◆ EXERCISE INPUT
** Begin **

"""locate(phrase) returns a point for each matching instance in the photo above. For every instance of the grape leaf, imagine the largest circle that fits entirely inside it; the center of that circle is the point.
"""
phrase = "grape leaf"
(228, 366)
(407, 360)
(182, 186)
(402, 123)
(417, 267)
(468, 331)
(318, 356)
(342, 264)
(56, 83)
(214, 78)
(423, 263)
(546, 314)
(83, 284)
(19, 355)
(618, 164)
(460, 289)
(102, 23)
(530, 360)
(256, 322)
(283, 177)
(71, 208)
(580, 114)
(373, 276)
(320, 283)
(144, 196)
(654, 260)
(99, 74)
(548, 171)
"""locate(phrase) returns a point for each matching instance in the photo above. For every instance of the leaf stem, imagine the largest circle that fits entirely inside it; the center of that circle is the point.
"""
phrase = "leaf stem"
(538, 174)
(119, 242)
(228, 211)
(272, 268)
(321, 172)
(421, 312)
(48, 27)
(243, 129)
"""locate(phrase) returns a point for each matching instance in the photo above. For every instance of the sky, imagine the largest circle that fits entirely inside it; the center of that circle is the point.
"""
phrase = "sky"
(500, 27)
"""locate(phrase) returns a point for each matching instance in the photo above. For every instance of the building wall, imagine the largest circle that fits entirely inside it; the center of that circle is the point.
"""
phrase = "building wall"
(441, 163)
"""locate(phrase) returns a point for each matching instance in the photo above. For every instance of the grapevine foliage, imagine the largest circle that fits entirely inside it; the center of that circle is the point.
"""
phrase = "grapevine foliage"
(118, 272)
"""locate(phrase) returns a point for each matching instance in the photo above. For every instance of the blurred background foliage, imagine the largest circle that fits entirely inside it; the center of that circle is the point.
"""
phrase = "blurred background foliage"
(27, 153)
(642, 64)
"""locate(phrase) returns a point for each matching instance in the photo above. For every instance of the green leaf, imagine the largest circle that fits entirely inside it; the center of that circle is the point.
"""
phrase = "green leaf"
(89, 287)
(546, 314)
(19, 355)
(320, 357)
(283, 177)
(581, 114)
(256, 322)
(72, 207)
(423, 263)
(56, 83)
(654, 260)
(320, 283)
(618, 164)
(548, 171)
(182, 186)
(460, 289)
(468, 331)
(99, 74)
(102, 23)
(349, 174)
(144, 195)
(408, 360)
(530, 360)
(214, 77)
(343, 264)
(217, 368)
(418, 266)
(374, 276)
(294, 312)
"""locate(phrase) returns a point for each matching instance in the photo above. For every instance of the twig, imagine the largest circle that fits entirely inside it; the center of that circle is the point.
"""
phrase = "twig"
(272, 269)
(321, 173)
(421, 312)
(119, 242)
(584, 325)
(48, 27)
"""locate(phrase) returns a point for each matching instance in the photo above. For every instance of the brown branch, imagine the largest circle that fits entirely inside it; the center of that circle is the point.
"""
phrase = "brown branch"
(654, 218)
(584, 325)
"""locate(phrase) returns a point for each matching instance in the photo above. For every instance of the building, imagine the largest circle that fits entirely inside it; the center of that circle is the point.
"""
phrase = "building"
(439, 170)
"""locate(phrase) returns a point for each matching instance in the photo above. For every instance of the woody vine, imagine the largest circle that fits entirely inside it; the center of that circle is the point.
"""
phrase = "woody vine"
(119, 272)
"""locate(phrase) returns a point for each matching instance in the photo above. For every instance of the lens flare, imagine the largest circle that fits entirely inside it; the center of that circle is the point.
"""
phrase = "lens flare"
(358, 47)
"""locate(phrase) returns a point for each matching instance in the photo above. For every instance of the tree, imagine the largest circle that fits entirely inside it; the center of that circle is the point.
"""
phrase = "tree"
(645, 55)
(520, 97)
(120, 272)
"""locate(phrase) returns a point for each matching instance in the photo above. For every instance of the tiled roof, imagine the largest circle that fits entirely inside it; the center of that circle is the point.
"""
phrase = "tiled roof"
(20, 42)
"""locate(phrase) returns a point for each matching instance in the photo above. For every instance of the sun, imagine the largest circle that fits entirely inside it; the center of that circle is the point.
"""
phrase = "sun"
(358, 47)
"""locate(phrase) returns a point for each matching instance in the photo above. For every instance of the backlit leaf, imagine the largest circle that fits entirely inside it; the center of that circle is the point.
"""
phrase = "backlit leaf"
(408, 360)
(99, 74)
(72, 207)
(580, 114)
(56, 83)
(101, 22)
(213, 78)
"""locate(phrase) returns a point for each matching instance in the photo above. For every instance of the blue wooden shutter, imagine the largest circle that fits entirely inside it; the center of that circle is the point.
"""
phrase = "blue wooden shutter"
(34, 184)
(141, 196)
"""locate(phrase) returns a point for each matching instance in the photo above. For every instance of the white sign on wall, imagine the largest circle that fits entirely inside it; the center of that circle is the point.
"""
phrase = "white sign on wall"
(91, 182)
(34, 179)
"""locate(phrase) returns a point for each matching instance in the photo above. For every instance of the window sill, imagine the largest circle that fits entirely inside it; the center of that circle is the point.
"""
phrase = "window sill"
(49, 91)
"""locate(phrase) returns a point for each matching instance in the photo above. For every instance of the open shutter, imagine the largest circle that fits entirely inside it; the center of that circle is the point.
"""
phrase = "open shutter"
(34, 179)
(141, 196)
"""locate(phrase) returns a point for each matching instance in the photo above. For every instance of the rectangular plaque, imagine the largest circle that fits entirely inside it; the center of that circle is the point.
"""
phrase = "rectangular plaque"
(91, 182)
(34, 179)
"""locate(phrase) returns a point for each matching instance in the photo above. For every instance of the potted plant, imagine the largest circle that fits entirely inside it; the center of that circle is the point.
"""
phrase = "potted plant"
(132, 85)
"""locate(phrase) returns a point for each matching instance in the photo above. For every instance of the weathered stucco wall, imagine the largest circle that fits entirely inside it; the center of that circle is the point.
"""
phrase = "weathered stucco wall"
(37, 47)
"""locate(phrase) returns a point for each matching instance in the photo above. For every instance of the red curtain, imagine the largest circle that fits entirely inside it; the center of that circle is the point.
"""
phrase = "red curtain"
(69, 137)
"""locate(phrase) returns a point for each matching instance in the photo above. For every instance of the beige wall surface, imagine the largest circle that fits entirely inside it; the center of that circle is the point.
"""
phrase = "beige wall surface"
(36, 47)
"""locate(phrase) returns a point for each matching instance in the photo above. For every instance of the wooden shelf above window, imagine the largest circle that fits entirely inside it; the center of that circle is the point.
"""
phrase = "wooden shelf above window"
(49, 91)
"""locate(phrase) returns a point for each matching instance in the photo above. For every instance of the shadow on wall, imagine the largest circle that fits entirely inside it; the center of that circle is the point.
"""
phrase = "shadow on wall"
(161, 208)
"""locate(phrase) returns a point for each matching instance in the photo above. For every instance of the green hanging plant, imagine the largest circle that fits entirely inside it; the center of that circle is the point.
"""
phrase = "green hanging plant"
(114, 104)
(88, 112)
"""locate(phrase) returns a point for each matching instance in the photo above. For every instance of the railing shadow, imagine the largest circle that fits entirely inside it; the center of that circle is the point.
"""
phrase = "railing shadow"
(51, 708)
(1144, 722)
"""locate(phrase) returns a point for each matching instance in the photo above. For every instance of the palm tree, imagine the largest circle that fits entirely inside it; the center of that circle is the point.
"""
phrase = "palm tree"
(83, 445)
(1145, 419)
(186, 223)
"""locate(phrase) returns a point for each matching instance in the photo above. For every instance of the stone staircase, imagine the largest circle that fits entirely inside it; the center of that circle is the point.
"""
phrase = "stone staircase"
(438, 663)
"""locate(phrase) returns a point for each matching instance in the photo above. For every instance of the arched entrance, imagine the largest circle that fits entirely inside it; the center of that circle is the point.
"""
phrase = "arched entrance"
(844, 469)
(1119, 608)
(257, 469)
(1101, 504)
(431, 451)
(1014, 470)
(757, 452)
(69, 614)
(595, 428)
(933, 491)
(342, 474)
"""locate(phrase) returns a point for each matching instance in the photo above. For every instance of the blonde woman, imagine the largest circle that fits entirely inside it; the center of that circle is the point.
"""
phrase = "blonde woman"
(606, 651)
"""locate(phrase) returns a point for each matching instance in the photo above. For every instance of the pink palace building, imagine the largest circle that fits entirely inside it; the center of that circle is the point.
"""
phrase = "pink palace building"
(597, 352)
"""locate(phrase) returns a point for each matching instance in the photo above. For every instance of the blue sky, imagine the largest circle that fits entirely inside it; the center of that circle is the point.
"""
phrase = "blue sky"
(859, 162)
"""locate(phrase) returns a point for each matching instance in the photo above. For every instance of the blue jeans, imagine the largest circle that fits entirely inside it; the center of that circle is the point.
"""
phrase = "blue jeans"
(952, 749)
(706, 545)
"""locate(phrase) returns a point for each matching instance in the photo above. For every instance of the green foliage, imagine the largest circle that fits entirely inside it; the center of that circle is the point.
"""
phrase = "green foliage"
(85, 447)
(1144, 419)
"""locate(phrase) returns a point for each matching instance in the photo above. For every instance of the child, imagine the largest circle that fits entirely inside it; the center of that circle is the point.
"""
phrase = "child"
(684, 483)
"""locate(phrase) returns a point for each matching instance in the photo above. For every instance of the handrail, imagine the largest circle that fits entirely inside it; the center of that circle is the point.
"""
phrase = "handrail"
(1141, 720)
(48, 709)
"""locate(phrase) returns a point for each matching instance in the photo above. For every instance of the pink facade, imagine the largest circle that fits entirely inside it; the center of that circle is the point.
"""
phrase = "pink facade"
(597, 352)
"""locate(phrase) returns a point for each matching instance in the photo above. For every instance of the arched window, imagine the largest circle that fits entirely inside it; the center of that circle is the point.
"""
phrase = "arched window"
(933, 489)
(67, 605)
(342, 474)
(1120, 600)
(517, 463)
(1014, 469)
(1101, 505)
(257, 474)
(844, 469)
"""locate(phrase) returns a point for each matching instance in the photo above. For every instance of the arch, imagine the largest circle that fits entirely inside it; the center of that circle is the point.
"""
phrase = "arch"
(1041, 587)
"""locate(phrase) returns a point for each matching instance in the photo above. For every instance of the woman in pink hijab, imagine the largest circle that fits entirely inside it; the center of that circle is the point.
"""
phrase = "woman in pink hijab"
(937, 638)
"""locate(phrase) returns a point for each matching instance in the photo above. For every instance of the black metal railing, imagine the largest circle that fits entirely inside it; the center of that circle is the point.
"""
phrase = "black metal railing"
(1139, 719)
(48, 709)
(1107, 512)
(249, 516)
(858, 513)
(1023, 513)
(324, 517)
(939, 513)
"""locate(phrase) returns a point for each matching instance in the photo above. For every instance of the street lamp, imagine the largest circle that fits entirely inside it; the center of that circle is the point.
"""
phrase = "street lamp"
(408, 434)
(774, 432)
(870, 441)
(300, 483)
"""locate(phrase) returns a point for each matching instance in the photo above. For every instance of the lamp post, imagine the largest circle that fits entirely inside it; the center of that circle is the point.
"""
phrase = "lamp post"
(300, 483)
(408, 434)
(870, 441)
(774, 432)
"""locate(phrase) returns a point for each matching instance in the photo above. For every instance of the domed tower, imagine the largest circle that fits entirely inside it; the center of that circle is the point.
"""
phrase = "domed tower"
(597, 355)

** End **

◆ GIVEN EXERCISE
Give again only the lines starting at the one that contains "of the lamp" and running to the end of the data.

◆ COMPLETE ANSWER
"""locate(phrase) returns a point for each matching instance in the photo above. For every instance of the lamp post, imagine the largest circle that fits entirely inside it; the center of that circle is the point.
"""
phrase = "lamp post"
(300, 483)
(408, 434)
(870, 441)
(774, 432)
"""locate(phrase) returns a point for each matching instance in the photo above. For every instance of the domed tower, imagine the largest circle that fits entirely inside it; the center of that circle is the point.
"""
phrase = "domed tower"
(597, 355)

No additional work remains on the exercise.